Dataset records
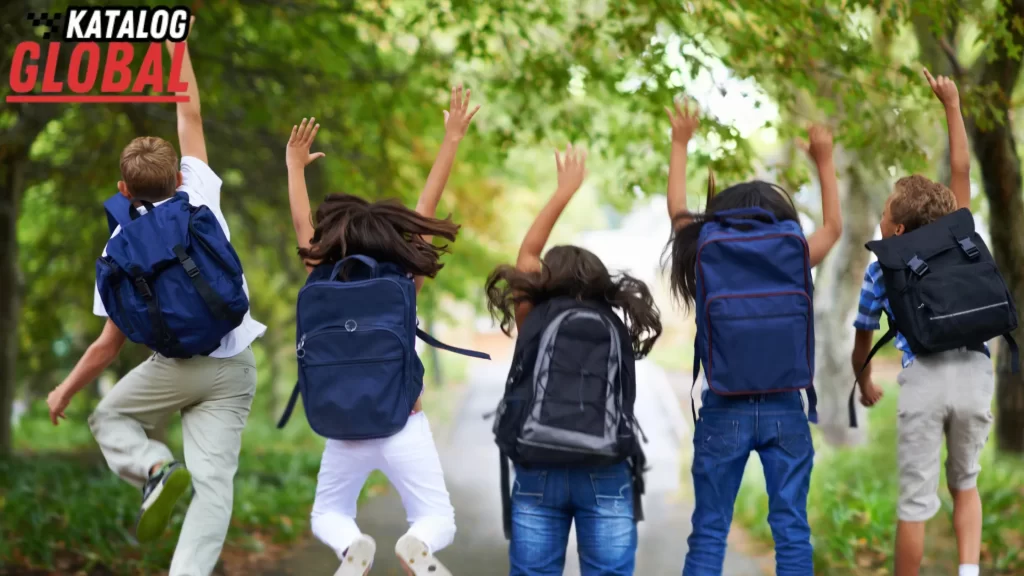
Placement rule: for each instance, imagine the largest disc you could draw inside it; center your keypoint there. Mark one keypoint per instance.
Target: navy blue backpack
(170, 280)
(754, 305)
(359, 375)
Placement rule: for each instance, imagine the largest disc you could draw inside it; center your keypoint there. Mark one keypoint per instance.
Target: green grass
(852, 506)
(62, 509)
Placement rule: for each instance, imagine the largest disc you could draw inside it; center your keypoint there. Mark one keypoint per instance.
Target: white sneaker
(358, 558)
(417, 558)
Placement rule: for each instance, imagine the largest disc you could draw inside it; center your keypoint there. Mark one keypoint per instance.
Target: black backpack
(944, 289)
(568, 398)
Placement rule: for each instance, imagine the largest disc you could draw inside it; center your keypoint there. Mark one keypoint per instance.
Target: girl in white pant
(391, 233)
(410, 461)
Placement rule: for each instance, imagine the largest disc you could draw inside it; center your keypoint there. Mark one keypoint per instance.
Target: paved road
(470, 461)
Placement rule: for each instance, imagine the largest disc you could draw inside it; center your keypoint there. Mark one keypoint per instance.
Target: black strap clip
(969, 248)
(190, 269)
(143, 287)
(918, 265)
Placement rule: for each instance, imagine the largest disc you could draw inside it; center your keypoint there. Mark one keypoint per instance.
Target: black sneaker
(159, 496)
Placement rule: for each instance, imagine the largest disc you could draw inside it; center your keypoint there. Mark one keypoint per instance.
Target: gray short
(945, 394)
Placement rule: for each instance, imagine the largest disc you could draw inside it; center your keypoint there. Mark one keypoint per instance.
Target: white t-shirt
(203, 188)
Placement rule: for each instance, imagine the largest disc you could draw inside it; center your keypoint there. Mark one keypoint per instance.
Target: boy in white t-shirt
(213, 393)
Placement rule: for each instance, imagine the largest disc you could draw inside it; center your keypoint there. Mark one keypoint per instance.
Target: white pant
(410, 460)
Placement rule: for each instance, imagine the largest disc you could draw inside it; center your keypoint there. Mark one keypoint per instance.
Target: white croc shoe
(358, 558)
(417, 558)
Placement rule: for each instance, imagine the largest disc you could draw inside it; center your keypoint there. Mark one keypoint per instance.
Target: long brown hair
(576, 273)
(384, 230)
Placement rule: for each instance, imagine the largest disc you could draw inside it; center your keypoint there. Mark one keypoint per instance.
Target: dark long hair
(384, 230)
(683, 245)
(576, 273)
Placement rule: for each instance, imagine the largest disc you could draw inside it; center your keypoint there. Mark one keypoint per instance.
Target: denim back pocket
(527, 493)
(717, 438)
(795, 436)
(612, 491)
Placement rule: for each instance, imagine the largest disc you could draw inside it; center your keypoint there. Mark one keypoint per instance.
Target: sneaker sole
(153, 521)
(417, 558)
(358, 559)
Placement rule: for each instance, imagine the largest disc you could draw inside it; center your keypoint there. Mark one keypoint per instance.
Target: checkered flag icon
(52, 23)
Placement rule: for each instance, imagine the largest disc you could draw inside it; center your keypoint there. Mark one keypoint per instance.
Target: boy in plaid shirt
(947, 394)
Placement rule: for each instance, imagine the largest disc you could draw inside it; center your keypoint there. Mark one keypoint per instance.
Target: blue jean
(546, 501)
(729, 427)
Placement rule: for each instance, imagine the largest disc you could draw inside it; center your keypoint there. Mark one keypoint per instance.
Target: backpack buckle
(918, 265)
(143, 287)
(969, 248)
(190, 269)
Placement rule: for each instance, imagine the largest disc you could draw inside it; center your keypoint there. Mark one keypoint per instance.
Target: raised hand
(944, 88)
(819, 145)
(170, 45)
(458, 116)
(297, 153)
(684, 120)
(571, 169)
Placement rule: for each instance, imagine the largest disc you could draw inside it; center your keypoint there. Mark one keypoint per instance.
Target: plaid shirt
(872, 301)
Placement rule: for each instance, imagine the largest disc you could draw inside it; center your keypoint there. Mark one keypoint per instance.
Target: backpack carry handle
(742, 216)
(367, 260)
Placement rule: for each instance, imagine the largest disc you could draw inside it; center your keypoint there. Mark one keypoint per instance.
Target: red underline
(103, 98)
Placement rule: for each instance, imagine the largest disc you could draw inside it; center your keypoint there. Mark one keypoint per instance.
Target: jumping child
(566, 418)
(743, 268)
(946, 394)
(355, 239)
(212, 388)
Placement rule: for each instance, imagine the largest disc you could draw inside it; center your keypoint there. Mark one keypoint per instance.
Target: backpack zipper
(966, 312)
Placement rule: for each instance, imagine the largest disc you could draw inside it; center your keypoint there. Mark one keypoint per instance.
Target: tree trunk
(837, 287)
(1000, 174)
(11, 169)
(992, 138)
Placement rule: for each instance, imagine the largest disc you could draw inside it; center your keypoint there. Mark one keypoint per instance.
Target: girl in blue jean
(731, 426)
(599, 499)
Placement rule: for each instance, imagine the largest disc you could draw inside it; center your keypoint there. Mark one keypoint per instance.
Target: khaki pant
(214, 397)
(947, 398)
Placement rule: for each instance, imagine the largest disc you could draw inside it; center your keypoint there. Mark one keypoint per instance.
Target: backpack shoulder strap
(118, 210)
(886, 338)
(506, 496)
(438, 344)
(1015, 354)
(291, 406)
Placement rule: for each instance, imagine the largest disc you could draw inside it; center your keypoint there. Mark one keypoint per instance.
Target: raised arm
(820, 151)
(297, 157)
(684, 122)
(960, 154)
(457, 120)
(190, 137)
(571, 170)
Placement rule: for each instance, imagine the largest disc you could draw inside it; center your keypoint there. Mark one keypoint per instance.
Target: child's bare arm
(960, 154)
(457, 120)
(297, 157)
(97, 357)
(571, 170)
(862, 341)
(820, 151)
(190, 137)
(684, 122)
(861, 347)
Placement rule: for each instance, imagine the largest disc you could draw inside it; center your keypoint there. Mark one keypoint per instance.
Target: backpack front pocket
(962, 305)
(353, 382)
(760, 342)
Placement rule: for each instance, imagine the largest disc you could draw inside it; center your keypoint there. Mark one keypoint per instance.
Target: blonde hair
(150, 168)
(918, 201)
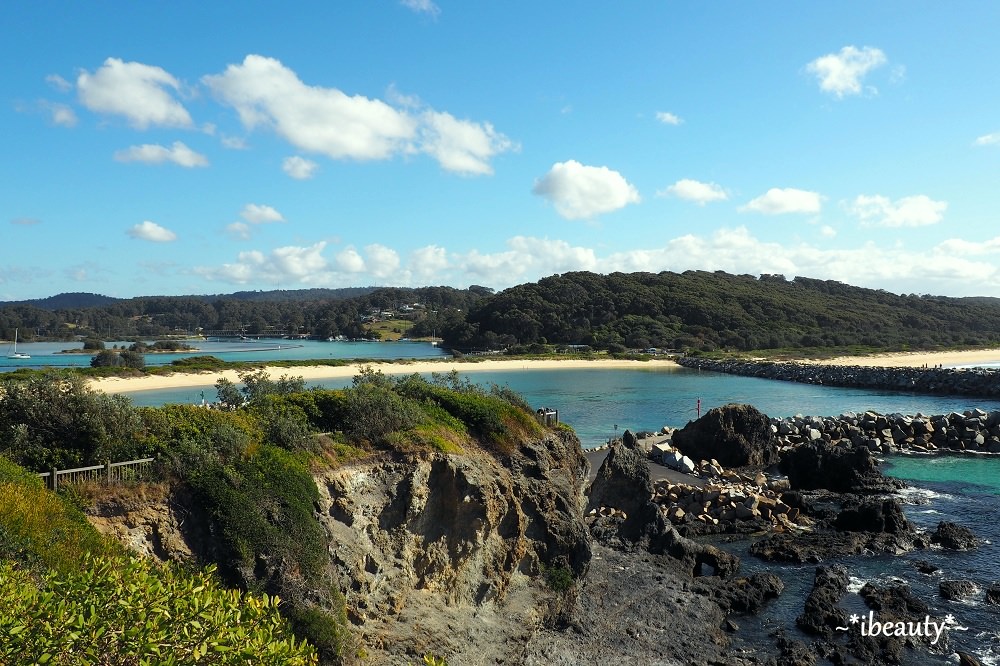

:: Stated goal ::
List every line of the items above that contains the word "girl", copying each line in full. Case counts.

:: Task solution ::
Target: girl in white pant
Target: girl in blue jean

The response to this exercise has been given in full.